Task requirements
A verbatim copy of all entries is the expected output.

-- Excerpted data follows --

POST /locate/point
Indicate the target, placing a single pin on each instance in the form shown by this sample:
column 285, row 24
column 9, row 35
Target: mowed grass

-- Excerpted data concluded --

Written solution
POST /locate/point
Indicate the target, placing a single pin on each instance in the form shown by this sample:
column 285, row 24
column 9, row 35
Target: mowed grass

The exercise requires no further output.